─── Data rows ───
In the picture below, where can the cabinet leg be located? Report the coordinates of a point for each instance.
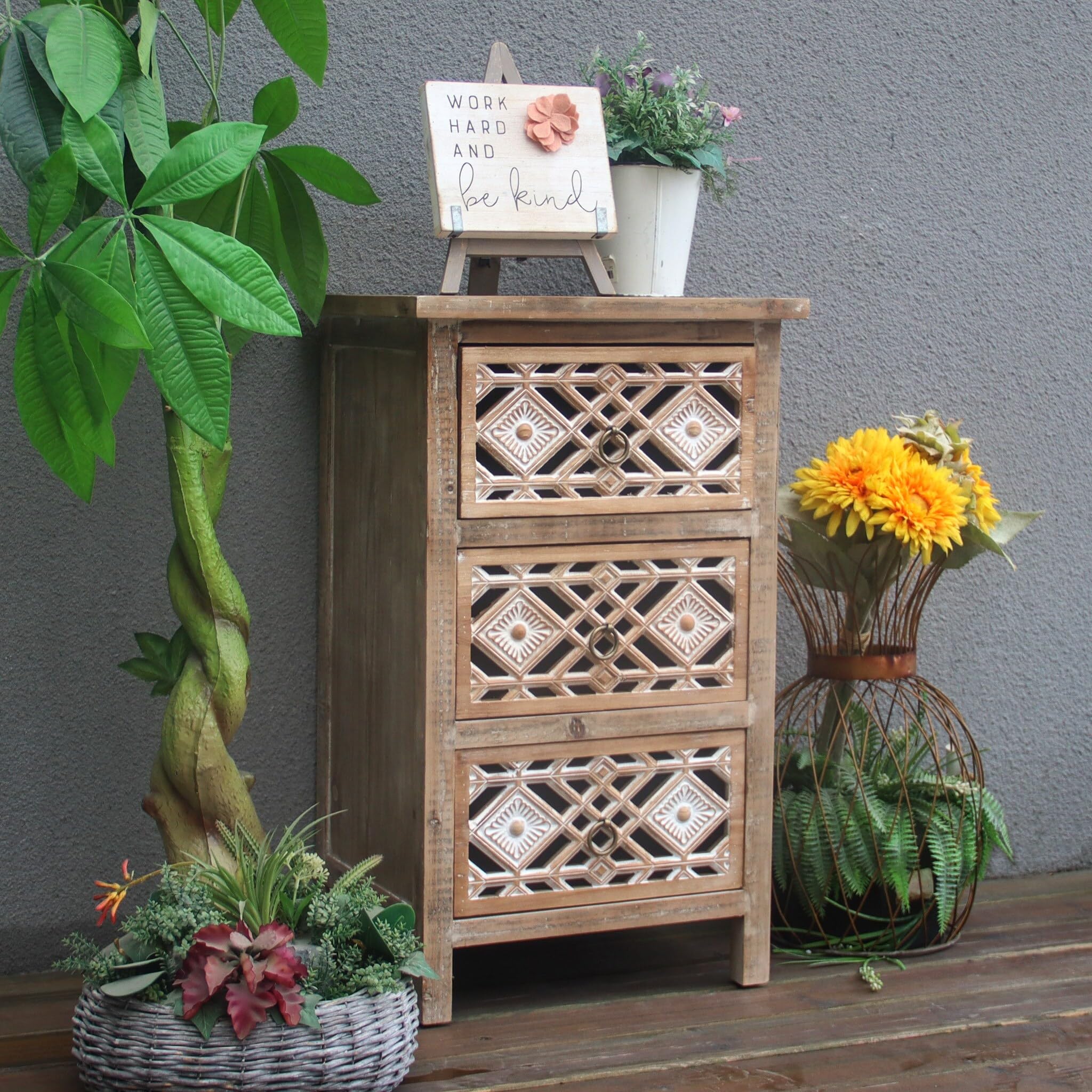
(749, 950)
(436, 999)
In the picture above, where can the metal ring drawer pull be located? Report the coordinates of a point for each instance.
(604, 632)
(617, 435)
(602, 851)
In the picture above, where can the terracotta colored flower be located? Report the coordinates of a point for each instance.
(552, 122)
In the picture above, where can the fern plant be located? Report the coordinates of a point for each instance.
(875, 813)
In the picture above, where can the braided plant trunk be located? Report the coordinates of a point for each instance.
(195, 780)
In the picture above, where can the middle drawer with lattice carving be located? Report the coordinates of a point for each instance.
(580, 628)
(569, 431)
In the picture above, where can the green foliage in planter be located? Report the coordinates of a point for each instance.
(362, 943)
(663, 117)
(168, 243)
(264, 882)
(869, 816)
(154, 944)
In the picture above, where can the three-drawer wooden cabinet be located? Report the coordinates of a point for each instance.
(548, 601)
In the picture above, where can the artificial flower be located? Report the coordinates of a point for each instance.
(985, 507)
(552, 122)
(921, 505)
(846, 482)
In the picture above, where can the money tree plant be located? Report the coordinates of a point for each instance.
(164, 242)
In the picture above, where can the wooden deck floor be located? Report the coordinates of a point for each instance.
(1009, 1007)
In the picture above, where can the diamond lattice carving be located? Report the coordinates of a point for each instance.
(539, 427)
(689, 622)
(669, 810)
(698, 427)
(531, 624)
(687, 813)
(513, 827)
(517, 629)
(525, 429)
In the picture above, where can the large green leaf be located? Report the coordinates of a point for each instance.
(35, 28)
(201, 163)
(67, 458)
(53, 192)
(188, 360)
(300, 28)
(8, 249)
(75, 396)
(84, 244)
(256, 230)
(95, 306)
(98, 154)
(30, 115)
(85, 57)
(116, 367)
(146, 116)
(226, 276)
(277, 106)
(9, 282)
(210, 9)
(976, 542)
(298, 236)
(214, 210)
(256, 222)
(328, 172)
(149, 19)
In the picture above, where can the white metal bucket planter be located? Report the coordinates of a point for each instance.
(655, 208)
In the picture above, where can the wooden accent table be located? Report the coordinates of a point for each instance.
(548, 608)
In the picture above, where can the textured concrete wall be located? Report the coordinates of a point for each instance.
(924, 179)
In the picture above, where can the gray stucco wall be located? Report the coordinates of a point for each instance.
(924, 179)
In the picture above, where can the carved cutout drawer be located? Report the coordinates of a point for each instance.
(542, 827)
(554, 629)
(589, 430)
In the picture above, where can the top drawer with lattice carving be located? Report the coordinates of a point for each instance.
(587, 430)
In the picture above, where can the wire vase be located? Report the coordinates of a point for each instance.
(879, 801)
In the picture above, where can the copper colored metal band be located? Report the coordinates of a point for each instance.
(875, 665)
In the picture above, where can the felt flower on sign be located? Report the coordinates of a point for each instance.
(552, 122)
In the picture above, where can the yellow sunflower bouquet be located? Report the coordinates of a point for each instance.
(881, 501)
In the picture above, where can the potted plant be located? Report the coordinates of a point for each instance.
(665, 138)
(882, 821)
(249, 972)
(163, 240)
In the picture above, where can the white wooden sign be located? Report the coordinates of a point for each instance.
───
- Directive -
Reproduce word for word the lines from the one that contains "In the picture above, where can the copper" through the final line above, including both.

- Task response -
In the picture above, where can the copper colored metal band be located? Report the coordinates of a point for each instance.
(875, 665)
In the picture above, where can the felt flower on sign be located? Report the coordinates of a point for each instance.
(552, 122)
In the picture above, where can the yellow sunflower bouquet be located? Report the coordinates of a point for each instance.
(881, 501)
In the picture above, where can the potted plant be located? Report the coordinates of a point for each instance.
(665, 138)
(882, 821)
(249, 972)
(163, 240)
In the picture above, where can the white wooden sign be located? Report the coordinates of a point for each instance.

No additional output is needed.